◆ Task directions ◆
Pull out every line in the material below that contains the word "step", copying each such line in full.
+++ Records for processing +++
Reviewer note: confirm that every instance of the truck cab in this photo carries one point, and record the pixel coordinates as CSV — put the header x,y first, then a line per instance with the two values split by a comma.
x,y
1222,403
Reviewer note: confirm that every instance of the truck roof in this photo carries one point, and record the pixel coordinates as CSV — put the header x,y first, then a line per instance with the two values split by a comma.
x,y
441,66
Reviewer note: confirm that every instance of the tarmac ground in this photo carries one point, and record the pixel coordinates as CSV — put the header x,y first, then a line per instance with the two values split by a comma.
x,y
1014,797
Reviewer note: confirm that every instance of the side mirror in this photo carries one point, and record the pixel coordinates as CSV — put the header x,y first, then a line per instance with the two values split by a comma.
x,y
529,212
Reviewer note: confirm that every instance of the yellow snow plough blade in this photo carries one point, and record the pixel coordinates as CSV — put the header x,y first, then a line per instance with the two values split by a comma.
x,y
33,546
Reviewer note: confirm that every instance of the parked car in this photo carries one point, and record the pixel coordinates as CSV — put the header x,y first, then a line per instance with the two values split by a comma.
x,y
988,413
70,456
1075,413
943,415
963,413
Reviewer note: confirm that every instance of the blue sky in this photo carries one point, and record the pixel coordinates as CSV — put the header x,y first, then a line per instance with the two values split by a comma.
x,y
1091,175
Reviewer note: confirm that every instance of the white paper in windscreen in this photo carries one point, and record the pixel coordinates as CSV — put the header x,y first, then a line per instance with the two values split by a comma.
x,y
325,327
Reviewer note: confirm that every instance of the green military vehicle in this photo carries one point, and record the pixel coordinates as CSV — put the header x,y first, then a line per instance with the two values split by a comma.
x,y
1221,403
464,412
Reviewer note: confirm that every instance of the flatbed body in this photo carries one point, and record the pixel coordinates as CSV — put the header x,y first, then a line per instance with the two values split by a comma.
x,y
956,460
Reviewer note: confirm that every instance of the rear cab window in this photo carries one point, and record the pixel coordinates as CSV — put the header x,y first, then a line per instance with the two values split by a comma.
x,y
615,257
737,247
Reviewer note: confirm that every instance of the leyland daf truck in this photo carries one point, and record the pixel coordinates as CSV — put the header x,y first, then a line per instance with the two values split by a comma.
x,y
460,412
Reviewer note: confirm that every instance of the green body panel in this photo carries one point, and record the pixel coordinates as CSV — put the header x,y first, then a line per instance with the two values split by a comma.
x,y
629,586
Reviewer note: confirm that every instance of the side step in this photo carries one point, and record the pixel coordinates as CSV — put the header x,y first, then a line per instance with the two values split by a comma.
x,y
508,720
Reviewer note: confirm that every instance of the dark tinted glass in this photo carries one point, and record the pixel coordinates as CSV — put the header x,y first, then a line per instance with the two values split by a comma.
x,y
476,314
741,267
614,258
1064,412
+++
+++ Records for processing +++
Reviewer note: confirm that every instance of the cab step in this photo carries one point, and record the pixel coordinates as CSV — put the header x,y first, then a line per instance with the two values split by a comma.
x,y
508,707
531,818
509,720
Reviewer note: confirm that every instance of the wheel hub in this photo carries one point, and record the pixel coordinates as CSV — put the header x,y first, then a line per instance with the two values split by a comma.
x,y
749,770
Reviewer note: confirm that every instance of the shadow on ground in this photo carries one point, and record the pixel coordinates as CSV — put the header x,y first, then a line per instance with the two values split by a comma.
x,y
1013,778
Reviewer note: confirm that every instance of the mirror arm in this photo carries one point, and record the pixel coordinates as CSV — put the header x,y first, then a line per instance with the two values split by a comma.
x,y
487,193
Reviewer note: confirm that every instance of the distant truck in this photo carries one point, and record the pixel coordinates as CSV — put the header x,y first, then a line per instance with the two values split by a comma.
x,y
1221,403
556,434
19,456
+++
+++ Records for processing +++
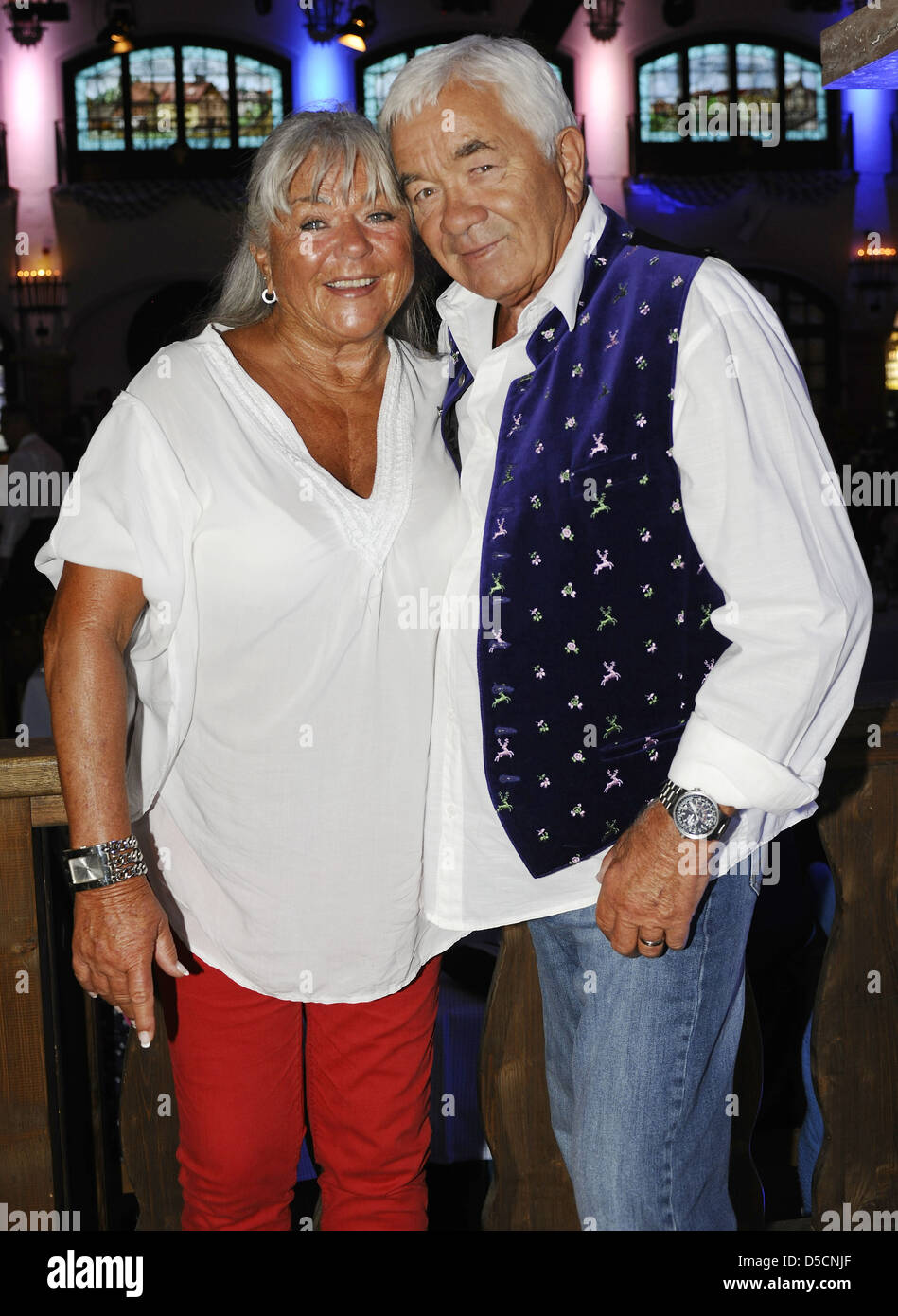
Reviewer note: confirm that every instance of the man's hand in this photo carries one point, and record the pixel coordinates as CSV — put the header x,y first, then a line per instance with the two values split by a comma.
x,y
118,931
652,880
+++
◆ Full output ◆
Reviewer note: confirm that every instance of the side step in this photo carries one point, and record the pixel coordinates as CSV — put the header x,y first, then a line per instance with the two values split by a comma.
Reviewer note: confirm that every instance of the cab step in this photo carries one point, and record the pixel coordinates as CSV — put the header x,y first, then a line per instance with the two values split by a comma.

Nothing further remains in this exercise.